◆ **Task objective**
Repeat the material exactly, every line of it.
=== Material provided ===
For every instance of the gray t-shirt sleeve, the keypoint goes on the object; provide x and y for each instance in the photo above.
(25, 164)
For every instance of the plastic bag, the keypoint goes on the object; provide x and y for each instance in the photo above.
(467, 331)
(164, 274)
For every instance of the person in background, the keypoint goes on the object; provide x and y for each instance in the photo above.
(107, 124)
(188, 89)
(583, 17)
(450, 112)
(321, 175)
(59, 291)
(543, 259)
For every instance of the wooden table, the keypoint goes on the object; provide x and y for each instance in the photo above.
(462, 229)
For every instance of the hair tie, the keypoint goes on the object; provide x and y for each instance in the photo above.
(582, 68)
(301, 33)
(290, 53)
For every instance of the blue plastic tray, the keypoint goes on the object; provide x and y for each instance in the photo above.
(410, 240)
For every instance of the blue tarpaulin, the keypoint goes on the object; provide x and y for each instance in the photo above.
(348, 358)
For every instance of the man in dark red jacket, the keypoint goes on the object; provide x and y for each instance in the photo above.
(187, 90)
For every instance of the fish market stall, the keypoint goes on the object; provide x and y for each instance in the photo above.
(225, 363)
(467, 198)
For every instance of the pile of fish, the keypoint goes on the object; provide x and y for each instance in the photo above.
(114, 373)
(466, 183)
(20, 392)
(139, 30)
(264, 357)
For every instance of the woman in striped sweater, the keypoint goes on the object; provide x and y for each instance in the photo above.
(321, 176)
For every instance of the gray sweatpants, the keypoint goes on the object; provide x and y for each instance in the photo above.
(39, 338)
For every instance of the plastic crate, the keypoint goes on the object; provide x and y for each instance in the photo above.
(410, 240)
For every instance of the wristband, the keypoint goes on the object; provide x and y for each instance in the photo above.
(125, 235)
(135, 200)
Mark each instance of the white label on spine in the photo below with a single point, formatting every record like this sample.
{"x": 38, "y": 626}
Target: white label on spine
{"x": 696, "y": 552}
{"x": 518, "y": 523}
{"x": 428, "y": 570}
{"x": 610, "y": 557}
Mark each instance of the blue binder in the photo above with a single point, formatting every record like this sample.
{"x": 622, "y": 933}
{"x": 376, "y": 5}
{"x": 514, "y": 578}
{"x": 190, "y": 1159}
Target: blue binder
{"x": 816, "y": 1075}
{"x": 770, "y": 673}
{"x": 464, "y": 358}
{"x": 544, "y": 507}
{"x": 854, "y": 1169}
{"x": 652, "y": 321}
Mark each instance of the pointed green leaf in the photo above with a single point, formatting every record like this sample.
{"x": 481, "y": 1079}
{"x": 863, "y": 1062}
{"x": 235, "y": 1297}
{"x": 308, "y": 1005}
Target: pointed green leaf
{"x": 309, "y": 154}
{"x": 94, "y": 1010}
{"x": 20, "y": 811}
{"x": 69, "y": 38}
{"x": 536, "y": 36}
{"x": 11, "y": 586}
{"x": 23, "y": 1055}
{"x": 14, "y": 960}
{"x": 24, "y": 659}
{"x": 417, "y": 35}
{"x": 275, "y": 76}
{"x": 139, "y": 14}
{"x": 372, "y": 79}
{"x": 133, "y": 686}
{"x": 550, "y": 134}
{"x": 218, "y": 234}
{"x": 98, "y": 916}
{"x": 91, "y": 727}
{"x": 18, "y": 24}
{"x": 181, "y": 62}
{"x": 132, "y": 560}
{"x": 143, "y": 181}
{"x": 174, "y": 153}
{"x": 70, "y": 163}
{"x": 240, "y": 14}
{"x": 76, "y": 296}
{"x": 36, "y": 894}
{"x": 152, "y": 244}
===
◆ **Task result**
For every instance of the gray t-shirt sleeve, the keypoint goes on the object; provide x and y for each instance in the photo above.
(25, 164)
For every instance of the plastic bag, the keypoint goes on the object; provide x and y for each instance in the photo above.
(467, 331)
(164, 274)
For every instance of the person in background, the keypoint goes on the object; provide x and y for each instance in the photo above.
(107, 124)
(188, 89)
(583, 17)
(450, 112)
(321, 175)
(59, 291)
(543, 259)
For every instance of the wooden table, the keypoint goes on the object; provide x and y for each instance in the photo above.
(462, 229)
For every instance of the hair tie, the keypoint goes on the object; provide x and y for each instance in the photo above.
(582, 68)
(301, 33)
(290, 53)
For every instance of the blue plastic tray, the keypoint goes on the object; provide x and y for each instance in the photo above.
(410, 240)
For every instance of the blue tarpaulin, the keypoint goes on the object; provide x and y for each instance in the photo above.
(348, 358)
For every instance of the man in dark red jacket, the keypoint goes on the object; provide x and y for each instance in the photo above.
(187, 90)
For every instance of the fish market stall, the keypoint goes on the object; provide x and y for each instance in the photo above.
(225, 363)
(467, 198)
For every instance of the pile of fish, the keypoint goes on the object; provide x and y for each instance in the photo above.
(114, 373)
(466, 183)
(20, 392)
(139, 30)
(264, 357)
For every instance of the woman in striped sweater, the keypoint goes on the object; provide x and y for each instance in the photo above.
(321, 176)
For every instance of the gray sweatpants, the keypoint goes on the object; provide x and y for each instance in the photo above.
(39, 338)
For every instance of the plastic crate, the keypoint goes on the object; provide x and y for each instance in the photo above.
(410, 240)
For every instance of the wristband, the keypoint goes on the object; provide x and y for each instance in the photo above.
(125, 235)
(135, 200)
Mark each instance of the white label on spine in the photo below with a single point, formatting every record like this sample.
{"x": 38, "y": 626}
Target: white label on spine
{"x": 696, "y": 552}
{"x": 518, "y": 523}
{"x": 428, "y": 570}
{"x": 610, "y": 557}
Mark each instance of the blue binder in the photo above with a single point, formatting every record like this sample.
{"x": 622, "y": 933}
{"x": 376, "y": 5}
{"x": 514, "y": 578}
{"x": 190, "y": 1159}
Target: blue binder
{"x": 816, "y": 1075}
{"x": 770, "y": 673}
{"x": 464, "y": 358}
{"x": 544, "y": 507}
{"x": 854, "y": 1169}
{"x": 652, "y": 321}
Mark each instance of the pointed green leaf in the photo above with a single point, formatting every record like this sample.
{"x": 481, "y": 1079}
{"x": 863, "y": 1062}
{"x": 235, "y": 1297}
{"x": 308, "y": 1005}
Target: pointed green leaf
{"x": 309, "y": 154}
{"x": 94, "y": 1010}
{"x": 20, "y": 811}
{"x": 69, "y": 38}
{"x": 536, "y": 36}
{"x": 11, "y": 586}
{"x": 23, "y": 1055}
{"x": 14, "y": 960}
{"x": 24, "y": 659}
{"x": 417, "y": 35}
{"x": 275, "y": 76}
{"x": 139, "y": 14}
{"x": 372, "y": 79}
{"x": 133, "y": 686}
{"x": 550, "y": 134}
{"x": 218, "y": 234}
{"x": 98, "y": 916}
{"x": 91, "y": 727}
{"x": 18, "y": 24}
{"x": 181, "y": 62}
{"x": 132, "y": 560}
{"x": 143, "y": 181}
{"x": 174, "y": 153}
{"x": 70, "y": 163}
{"x": 240, "y": 14}
{"x": 76, "y": 296}
{"x": 36, "y": 894}
{"x": 152, "y": 244}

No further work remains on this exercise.